» **Problem description**
Please rewrite the records below as a JSON list of strings, with one string per line and blank lines omitted.

» **Exercise inputs**
------------------------------------------------------------

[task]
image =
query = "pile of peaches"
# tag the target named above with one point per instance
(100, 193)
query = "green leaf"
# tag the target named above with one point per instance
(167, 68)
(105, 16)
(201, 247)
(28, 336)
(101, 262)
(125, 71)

------------------------------------------------------------

» **Answer in full**
[
  "[task]",
  "image =",
  "query = \"pile of peaches\"",
  "# tag the target named above with one point per instance",
  "(100, 193)",
  "query = \"green leaf\"",
  "# tag the target named above with one point per instance",
  "(167, 68)",
  "(105, 16)",
  "(201, 247)",
  "(28, 336)",
  "(101, 262)",
  "(125, 71)"
]